_Aim 1_. Read the passage on Virginia data centers below and list every vote count it reports, each with the body that cast it.
_Aim 2_. Write the next few sentences of the passage on Virginia data centers below, starting after its final sentence.

_Provided passage_.
==================================================

What happened with the Berry Hill data centre approval in Virginia?
Why did Compass Datacenters cancel its Virginia sites in May 2026?
Background
Virginia is a mid-Atlantic state of 8.7 million people and holds 11 congressional seats, currently split 7 Democratic, 4 Republican. It is one of the few competitive states that has trended steadily Democratic over the past decade, driven by the expanding DC suburbs in Northern Virginia. The state legislature has a Democratic majority; the governor is Glenn Youngkin (R). Loudoun County, on the western edge of the DC metro area, anchors the world's largest data centre cluster and is the state's fastest-growing jurisdiction by assessed value.
Virginia is the global epicentre of data-centre density, led by Loudoun County, which rejected its own moratorium in March 2025 and continues to approve projects via a mandatory special exception process. On 12 February 2026 the Loudoun Planning Commission voted 7-1-1 to recommend a 268,700 sq ft industrial rezoning for data-centre use; the county's Phase 2 standards process is scheduled for potential adoption in December 2026. Good Jobs First calculates that Virginia loses more than $1 billion per year in data-centre sales-and-use tax abatements. The Virginia Court of Appeals upheld a lower-court ruling in April 2026 that Prince William County had fast-tracked a roughly 2,000-acre rezoning near Manassas National Battlefield Park without adequate public notice.
A state budget standoff that had paralysed fiscal planning since early March 2026 resolved on 22 June 2026. Senate Finance chair Louise Lucas had sought to end the sales-and-use abatement entirely by end-2026; the House had sought to extend it to 2035. The final budget replaces the abatement with a $0.011 per kilowatt-hour consumption tax on data-centre power, covering both utility-supplied and self-generated behind-the-meter generation. The levy is capped at $600 million per year and sunsets on 1 July 2028. It is the first US state tax to reach past the meter, applying to the same behind-the-meter generation the Department of Energy twice ordered curtailed in PJM territory in 2026. The Senate passed it 23 to 16 and the House 71 to 22. A proposed $35-$45 per kilowatt backup-generator fee was dropped; the sales-and-use exemption was preserved.

==================================================

_Data segment_.

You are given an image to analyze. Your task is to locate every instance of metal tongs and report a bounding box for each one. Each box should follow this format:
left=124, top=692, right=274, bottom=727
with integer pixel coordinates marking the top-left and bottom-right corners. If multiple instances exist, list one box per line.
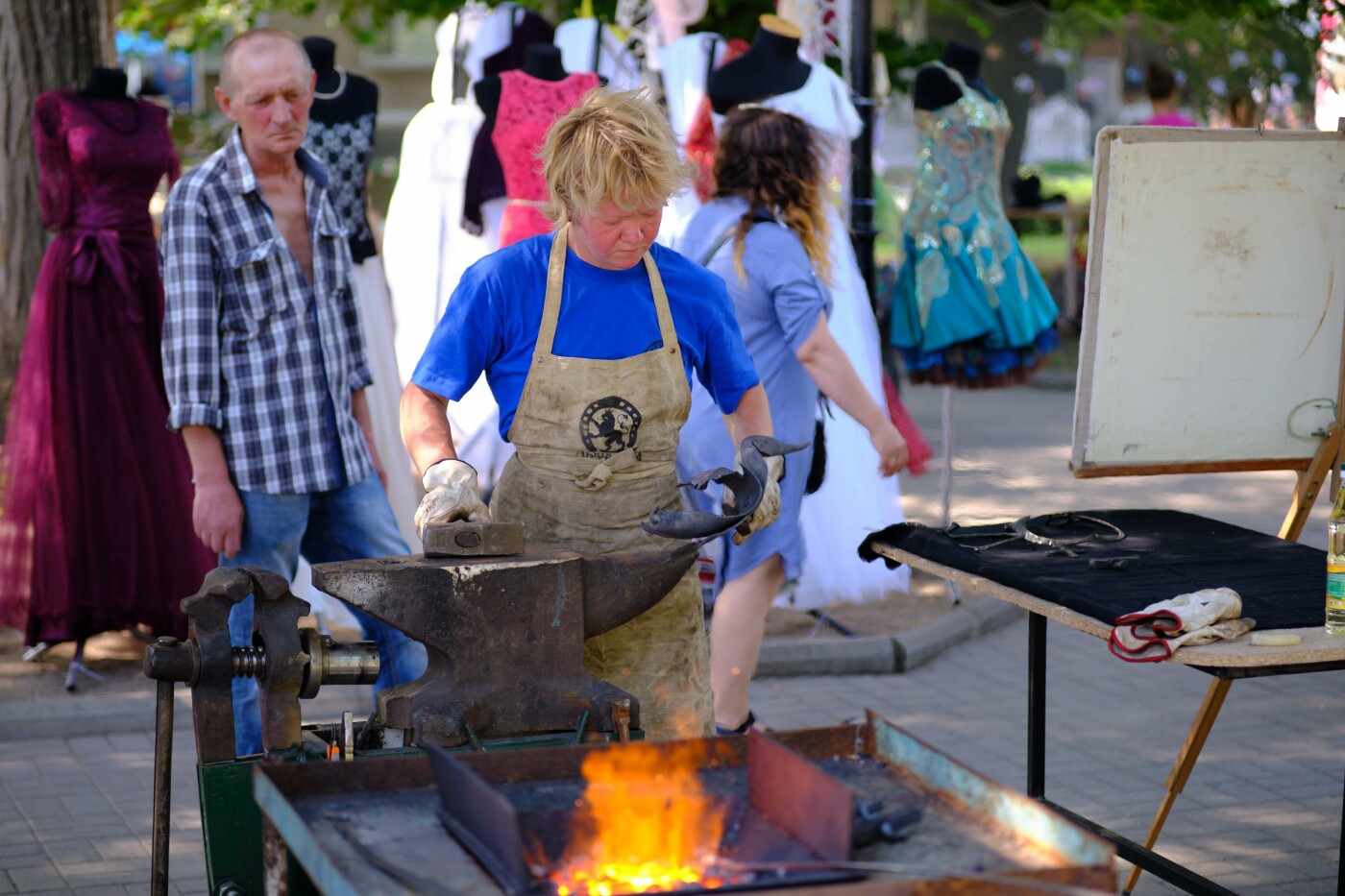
left=640, top=436, right=811, bottom=538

==================================================

_Written reply 1_.
- Loudoun Planning Commission: 7-1-1
- Senate: 23 to 16
- House: 71 to 22

_Written reply 2_.
Compass Datacenters, which had cancelled two site searches in Greensville County and Emporia over fiscal uncertainty, now has a fixed cost to plan around. The Berry Hill megasite approval of 26 May 2026, which was explicitly conditioned on tax resolution, can proceed on those terms. The combination of judicial constraints, county-level planning scrutiny, and a defined time-limited levy marks a departure from Virginia's prior operator-friendly consensus.
Virginia held a statewide referendum on 21 April 2026 on whether to authorise the legislature to undertake mid-decade redistricting, which polling indicated could produce up to four additional Democratic congressional seats. The Washington Post polled the referendum at 52-47 percent Yes with roughly $79 million in combined campaign spending, and Cook Political Report had moved five Virginia seats toward Democrats on the contemplated map ahead of the vote. The Supreme Court of Virginia struck down the redistricting amendment 4-3 on 8 May 2026, closing the state's mid-decade redistricting route for the 2026 cycle regardless of the referendum result. Virginia's 11-seat delegation, split 7 Democratic to 4 Republican, will run under its existing lines in November.